Die Zeit der großen Fusionen ist dann vorbei, weil einander nur noch wenige große Konglomerate gegenüberstehen. Nun gilt plötzlich als wahre Lehre, sich aufs Kerngeschäft zu konzentrieren und alle Unternehmensteile abzustoßen, die damit nichts zu tun haben: Schließlich kann eine Investmentbank auch damit ihr Geld verdienen. Victor durchschaut dieses Spiel und macht sich keine Illusionen darüber, dass damit nur ein neuer Zyklus seinen Anfang nimmt und die nunmehr filetierten Unternehmensteile früher oder später wieder fusioniert werden, um den Investmentbanken ein weiteres Geschäft zu sichern. Soll das alles im Leben gewesen sein?
Dann doch lieber eine Revolution! Alles rückgängig machen, was die neoliberale Ideologie in den letzten Jahrzehnten angerichtet hat. Die Infrastruktur zurück in die Hände des Staats; für eine neue bürgerliche Gesellschaft kämpfen, die auf allen Ebenen das gemeinsame Wohl in den Mittelpunkt stellt, von der gerechten Verteilung der Vermögen bis zur Gleichberechtigung der Geschlechter. Und Victor weiß auch schon, wer ihm beim Aufbau einer entsprechenden Bürgerbewegung mit seinen Erfahrungen helfen kann: der türkischstämmige Bundesfinanzminister, dem er im Gegenzug seinen größten Wunsch erfüllen kann, einen Posten als Investmentbanker in Mailand samt Dienst-Ferrari.
Der Roman treibt ein böses Spiel mit der tiefen Verunsicherung, die sich in den westlichen Industriestaaten breitgemacht hat. Die vertrauten politischen Lager haben sich aufgelöst, es ist gar nicht mehr so einfach, bestimmte Positionen der Linken, den Liberalen oder den Konservativen zuzuordnen.
Wo die Politik nicht überhaupt der Wirtschaft ihr ureigenes Terrain überlassen hat, spielt sie immer häufiger den Unternehmer, der sich eher ungern mit der Frage aufhält, in welcher Gesellschaft wir leben wollen. Man nennt diese Zeit gerne postideologisch, vielleicht geht es auch eine Nummer kleiner, wenn man einen Mangel an grundlegenden Überzeugungen konstatiert, für die es sich zu kämpfen lohnt.
Und so können Investmentbanker und Finanzminister problemlos ihre Rollen tauschen, wobei der Banker immer die Nase vorn hat, denn er verfügt über das Geld und die Expertise, der sich die Politik nur zu gern anvertraut. Dass Schimmelbusch selbst fünf Jahre als Investmentbanker gearbeitet hat, lässt einen bei der Lektüre bisweilen schaudern. Aber dann auch wieder durchatmen, denn, so lernen wir aus diesem Buch: Auch Investmentbanker erzählen ihrem Publikum nur Geschichten, denen man glauben mag – oder auch nicht.

# Anhand der Angaben:
- 1) Welchen größten Wunsch kann Victor laut dem Textauszug dem türkischstämmigen Bundesfinanzminister erfüllen?
- 2) Geben Sie aus dem Textauszug wortgetreu die Stelle aus, die mit „Der Roman treibt“ beginnt und bis „den Konservativen zuzuordnen.“ reicht.
Das nachstehende Material steht in keinem Zusammenhang mit dem Textauszug.

# Datenauszug:

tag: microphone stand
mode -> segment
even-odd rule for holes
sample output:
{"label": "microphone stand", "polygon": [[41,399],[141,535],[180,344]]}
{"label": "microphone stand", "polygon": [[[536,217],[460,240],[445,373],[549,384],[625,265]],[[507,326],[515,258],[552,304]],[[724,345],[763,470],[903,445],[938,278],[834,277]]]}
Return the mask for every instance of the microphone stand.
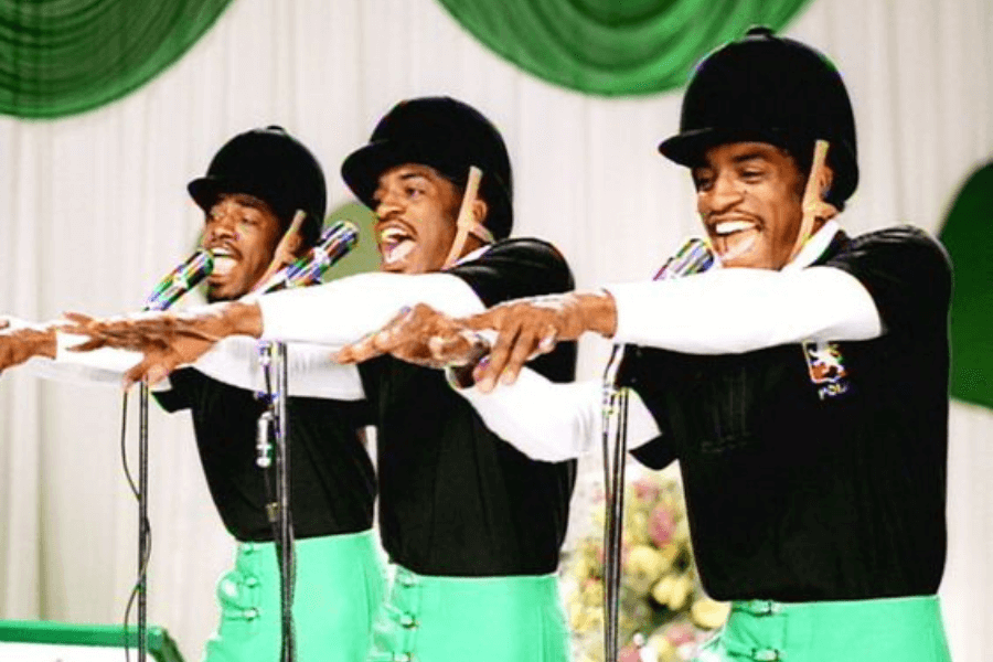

# Lösungen im Einzelnen:
- 1) Einen Posten als Investmentbanker in Mailand samt Dienst-Ferrari.

- 2)
Der Roman treibt ein böses Spiel mit der tiefen Verunsicherung, die sich in den westlichen Industriestaaten breitgemacht hat. Die vertrauten politischen Lager haben sich aufgelöst, es ist gar nicht mehr so einfach, bestimmte Positionen der Linken, den Liberalen oder den Konservativen zuzuordnen.